### What is being asked
Reproduce word for word the passage of the quarantine essay below that runs from "As the COVD-19" up to and including "quarantine for granted.".

### Reading text
Before it’s too late

Why does it always take losing something for us to really appreciate it?


The Edge

All citizens are advised to stay indoors, with strict curfews being enforced.

As the COVD-19 pandemic sweeps across the nation, I think a lot of us are wondering how we didn’t understand how good we had it. My soccer season is gone, I can only talk to my friends through the internet, and it’s not looking so good for the end of my junior year.  Because of this, I’ve spent most of my quarantine grieving the year I’m losing and complaining to my family about online learning or how I miss soccer, swearing I’ll never take what I had for granted again. And then I realized that’s exactly what I’ve been doing. Taking what I have right now for granted. Taking the choice of quarantine for granted. 

As I complain about being “stuck” at home, 567,715 Americans are on the streets during this pandemic, with no home to return to. When I wash my hands for the 20th time in a day, I don’t consider that 11 percent of the world’s population doesn’t have access to a clean water supply. As I groan because my teacher posted an assignment in the middle of the week, the 130 million girls who don’t have access to education don’t cross my mind. 

Of course, I don’t think about these things. My school year’s over. Of course, I don’t think about how blessed I am in a time when things I had were taken. But maybe, losing something should make us more aware of what we still have, not just what we lost. Maybe I can use this as a chance to be grateful for the safety I find in quarantine, a safety many couldn’t imagine.

### Information shown

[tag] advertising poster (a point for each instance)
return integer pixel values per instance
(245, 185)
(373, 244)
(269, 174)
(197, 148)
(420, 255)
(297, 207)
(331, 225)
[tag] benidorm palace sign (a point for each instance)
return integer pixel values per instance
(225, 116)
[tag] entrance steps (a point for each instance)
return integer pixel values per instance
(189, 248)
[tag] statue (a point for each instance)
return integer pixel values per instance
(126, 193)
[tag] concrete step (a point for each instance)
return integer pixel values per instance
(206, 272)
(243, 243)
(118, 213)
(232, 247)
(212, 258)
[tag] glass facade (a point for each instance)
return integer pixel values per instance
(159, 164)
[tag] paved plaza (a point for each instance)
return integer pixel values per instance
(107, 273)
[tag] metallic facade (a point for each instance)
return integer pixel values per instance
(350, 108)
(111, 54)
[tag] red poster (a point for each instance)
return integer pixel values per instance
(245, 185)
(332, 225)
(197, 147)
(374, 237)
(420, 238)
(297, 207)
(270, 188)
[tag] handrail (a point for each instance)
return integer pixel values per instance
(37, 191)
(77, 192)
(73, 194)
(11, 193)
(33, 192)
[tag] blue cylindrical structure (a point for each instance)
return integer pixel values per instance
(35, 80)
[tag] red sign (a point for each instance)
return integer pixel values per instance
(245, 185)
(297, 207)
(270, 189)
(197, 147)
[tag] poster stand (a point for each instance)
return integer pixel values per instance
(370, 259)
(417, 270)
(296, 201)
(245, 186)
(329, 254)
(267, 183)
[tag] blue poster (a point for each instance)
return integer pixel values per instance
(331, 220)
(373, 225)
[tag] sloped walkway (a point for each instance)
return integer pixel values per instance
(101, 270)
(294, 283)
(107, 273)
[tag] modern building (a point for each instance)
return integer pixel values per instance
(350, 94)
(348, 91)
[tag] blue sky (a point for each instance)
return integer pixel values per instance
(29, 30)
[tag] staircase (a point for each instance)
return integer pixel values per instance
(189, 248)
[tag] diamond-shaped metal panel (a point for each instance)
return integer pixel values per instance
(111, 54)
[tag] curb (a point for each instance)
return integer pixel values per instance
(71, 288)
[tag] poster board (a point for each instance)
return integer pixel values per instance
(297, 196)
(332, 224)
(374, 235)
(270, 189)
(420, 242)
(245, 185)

### Your response
As the COVD-19 pandemic sweeps across the nation, I think a lot of us are wondering how we didn’t understand how good we had it. My soccer season is gone, I can only talk to my friends through the internet, and it’s not looking so good for the end of my junior year.  Because of this, I’ve spent most of my quarantine grieving the year I’m losing and complaining to my family about online learning or how I miss soccer, swearing I’ll never take what I had for granted again. And then I realized that’s exactly what I’ve been doing. Taking what I have right now for granted. Taking the choice of quarantine for granted.